Start of Supplied information

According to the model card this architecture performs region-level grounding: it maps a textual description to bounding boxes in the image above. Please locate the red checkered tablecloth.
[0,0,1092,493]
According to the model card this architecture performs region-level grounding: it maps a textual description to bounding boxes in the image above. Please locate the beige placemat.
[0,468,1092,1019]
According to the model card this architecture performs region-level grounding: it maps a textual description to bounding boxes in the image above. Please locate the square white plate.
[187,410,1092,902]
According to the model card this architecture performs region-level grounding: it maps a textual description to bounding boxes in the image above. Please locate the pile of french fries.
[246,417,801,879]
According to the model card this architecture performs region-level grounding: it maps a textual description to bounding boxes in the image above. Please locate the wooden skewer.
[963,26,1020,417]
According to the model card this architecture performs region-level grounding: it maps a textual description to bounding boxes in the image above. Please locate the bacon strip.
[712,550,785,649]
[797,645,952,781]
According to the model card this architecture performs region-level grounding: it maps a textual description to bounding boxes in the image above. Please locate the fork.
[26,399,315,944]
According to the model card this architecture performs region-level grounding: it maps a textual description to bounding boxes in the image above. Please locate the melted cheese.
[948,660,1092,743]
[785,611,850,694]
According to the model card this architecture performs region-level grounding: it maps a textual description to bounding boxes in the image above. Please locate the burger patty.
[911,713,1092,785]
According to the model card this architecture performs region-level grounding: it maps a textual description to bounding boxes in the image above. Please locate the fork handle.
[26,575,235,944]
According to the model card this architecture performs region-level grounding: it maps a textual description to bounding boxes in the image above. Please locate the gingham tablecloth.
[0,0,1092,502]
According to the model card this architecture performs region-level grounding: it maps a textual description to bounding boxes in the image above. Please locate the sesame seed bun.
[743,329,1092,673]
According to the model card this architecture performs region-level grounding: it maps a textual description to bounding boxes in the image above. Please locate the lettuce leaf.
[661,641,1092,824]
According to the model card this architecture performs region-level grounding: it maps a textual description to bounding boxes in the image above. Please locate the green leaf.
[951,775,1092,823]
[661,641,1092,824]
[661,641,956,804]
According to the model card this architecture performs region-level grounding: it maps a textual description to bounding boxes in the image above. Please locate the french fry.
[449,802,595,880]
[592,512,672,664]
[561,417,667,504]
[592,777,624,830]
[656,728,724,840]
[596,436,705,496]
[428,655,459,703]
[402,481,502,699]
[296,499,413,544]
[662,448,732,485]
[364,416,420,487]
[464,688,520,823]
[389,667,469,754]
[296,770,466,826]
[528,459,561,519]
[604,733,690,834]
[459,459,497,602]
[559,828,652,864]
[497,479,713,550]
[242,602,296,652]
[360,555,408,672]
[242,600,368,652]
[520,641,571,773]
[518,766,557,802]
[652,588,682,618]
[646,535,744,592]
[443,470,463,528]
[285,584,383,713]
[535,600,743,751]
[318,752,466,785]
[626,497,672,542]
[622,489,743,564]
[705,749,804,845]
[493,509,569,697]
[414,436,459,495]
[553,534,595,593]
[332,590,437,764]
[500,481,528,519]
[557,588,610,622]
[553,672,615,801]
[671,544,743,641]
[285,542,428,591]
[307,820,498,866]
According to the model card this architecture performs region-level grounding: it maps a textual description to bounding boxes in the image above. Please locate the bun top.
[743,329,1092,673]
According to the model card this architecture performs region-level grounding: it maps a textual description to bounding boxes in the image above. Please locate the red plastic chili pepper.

End of Supplied information

Lay out all of the rows above as a numbered list, omitting any blank lines.

The reply:
1. According to the model card this architecture performs region-level grounding: it maps a textual description to bounding boxes in the image above. Please locate the red checkered tablecloth.
2. [0,0,1092,493]
3. According to the model card this architecture performs region-level grounding: it maps a textual description to bounding boxes in the image above. Please locate the beige placemat.
4. [0,468,1092,1019]
5. According to the model card this architecture performs region-level grounding: it maps a textual description to bounding boxes in the image above. Please locate the square white plate.
6. [187,410,1092,902]
7. According to the model card this architecture performs region-level grounding: it maps a textual description to bounding boxes in the image above. Please locate the pile of french fries.
8. [246,417,801,879]
9. According to the model card this architecture performs region-level grounding: it maps a textual description to bounding boxes in the image above. Please locate the wooden skewer.
10. [963,26,1020,417]
11. According to the model card this architecture performs region-level grounding: it maps a textual description to bounding boxes in the image above. Please locate the bacon strip.
12. [712,550,785,649]
13. [797,645,952,781]
14. According to the model card this architecture performs region-level grounding: it maps a textual description to bounding boxes in the image above. Please locate the fork.
15. [26,399,315,944]
16. According to the model card this architecture performs region-level grounding: it maps a textual description to bounding boxes in the image above. Please locate the melted cheese.
17. [948,660,1092,743]
18. [785,611,850,694]
19. According to the model card this architecture performs region-level grounding: it maps a textual description to bounding boxes in the image above. Please locate the burger patty.
20. [911,713,1092,785]
21. According to the model card this architecture performs region-level grounding: it maps a textual description to bounding boxes in the image above. Please locate the fork handle.
22. [26,575,235,944]
23. According to the model card this architecture performs region-level grounding: it maps a textual description to bounding boxes in the image above. Please locate the gingham tablecloth.
24. [0,0,1092,502]
25. According to the model card this architecture performs region-level grounding: it maps a textual description to bounding boxes in the image above. Please locate the sesame seed bun.
26. [743,329,1092,673]
27. According to the model card this architecture performs region-level grounding: it maps a textual description to bounding boxes in the image above. Please locate the lettuce leaf.
28. [661,641,1092,824]
29. According to the model card this architecture performs region-level grounding: it maps a textual description to bounding boxes in the image above. Please locate the green leaf.
30. [951,775,1092,823]
31. [661,641,1092,824]
32. [661,641,956,804]
33. According to the model card this architecture performs region-level grounding: it maps a textual description to bounding boxes in the image above. Please locate the french fry.
34. [449,802,595,880]
35. [592,512,672,664]
36. [561,417,667,504]
37. [592,777,624,830]
38. [656,728,724,840]
39. [596,436,705,496]
40. [428,655,459,703]
41. [402,481,502,699]
42. [296,499,413,544]
43. [662,448,732,485]
44. [364,416,420,487]
45. [464,688,520,823]
46. [389,667,469,754]
47. [296,770,466,826]
48. [528,459,561,519]
49. [604,733,690,834]
50. [459,459,497,602]
51. [559,828,652,864]
52. [497,479,713,550]
53. [242,602,296,652]
54. [360,555,408,672]
55. [242,600,368,652]
56. [520,641,571,773]
57. [518,766,557,802]
58. [652,588,682,618]
59. [646,535,744,592]
60. [443,470,463,528]
61. [285,584,383,713]
62. [535,600,743,751]
63. [318,752,466,785]
64. [626,497,672,542]
65. [622,489,743,564]
66. [705,749,804,845]
67. [493,509,569,697]
68. [414,436,459,495]
69. [553,534,595,593]
70. [332,590,437,764]
71. [500,481,528,519]
72. [557,588,610,622]
73. [553,672,615,801]
74. [671,544,743,641]
75. [285,542,428,591]
76. [307,820,498,866]
77. According to the model card this architecture performs region-level grounding: it maps a textual description to bounding boxes in the image above. Please locate the bun top.
78. [743,329,1092,673]
79. According to the model card this architecture performs region-level grounding: it maps a textual description to bounding boxes in the image above. Please locate the red plastic chili pepper.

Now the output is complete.